(Entries for pointing and labeling)

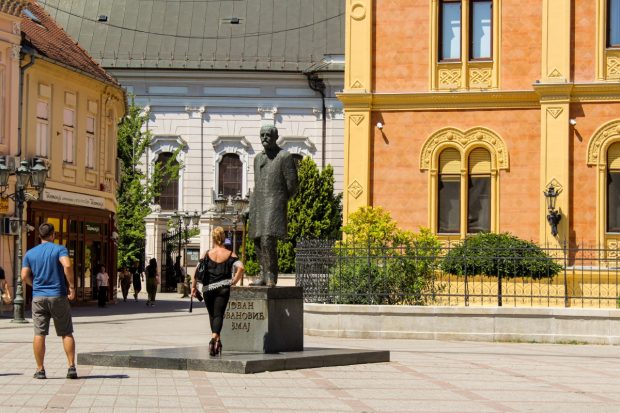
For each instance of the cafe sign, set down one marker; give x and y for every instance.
(4, 205)
(72, 198)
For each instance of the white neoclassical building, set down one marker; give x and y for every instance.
(210, 74)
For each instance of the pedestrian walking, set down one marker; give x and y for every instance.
(125, 282)
(220, 262)
(5, 291)
(103, 283)
(46, 267)
(152, 279)
(137, 278)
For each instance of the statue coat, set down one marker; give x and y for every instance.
(275, 182)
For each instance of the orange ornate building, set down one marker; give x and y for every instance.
(460, 114)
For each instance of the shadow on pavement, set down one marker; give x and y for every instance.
(165, 306)
(104, 376)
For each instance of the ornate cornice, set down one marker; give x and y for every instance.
(542, 93)
(440, 100)
(465, 141)
(600, 141)
(355, 100)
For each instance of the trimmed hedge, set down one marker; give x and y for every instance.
(497, 255)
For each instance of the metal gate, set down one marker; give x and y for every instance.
(171, 247)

THE EXERCISE. Please write out every line of the records above word for word, leaving out the pictures.

FULL ANSWER.
For each instance of the cafe sign, set down one marker; give x and y for every instance.
(4, 205)
(72, 198)
For each instance of the white neoclassical building, set down one marker; give x and y for every instance.
(210, 74)
For each instance of the pedestrian walking, set down one marker; give x and y for every instance.
(125, 282)
(220, 262)
(5, 291)
(103, 283)
(46, 267)
(152, 279)
(137, 278)
For each instance of the statue coat, set down one marker; give x and y for every instance.
(275, 182)
For each instance of the orange ornate building, set down one marker; give x and y for every instance.
(460, 114)
For each instance of the shadow on pavement, set down one marker; give x and y for every instance.
(165, 306)
(104, 376)
For each instance of the ornate cornice, set down one marker; give x and y for every instance.
(542, 93)
(440, 100)
(465, 141)
(600, 141)
(355, 100)
For each instance of the trimmed hedge, set down one marker; give x and y for every instance.
(497, 255)
For each instance of the metal gate, set down one marker; give x and y for every instance.
(171, 247)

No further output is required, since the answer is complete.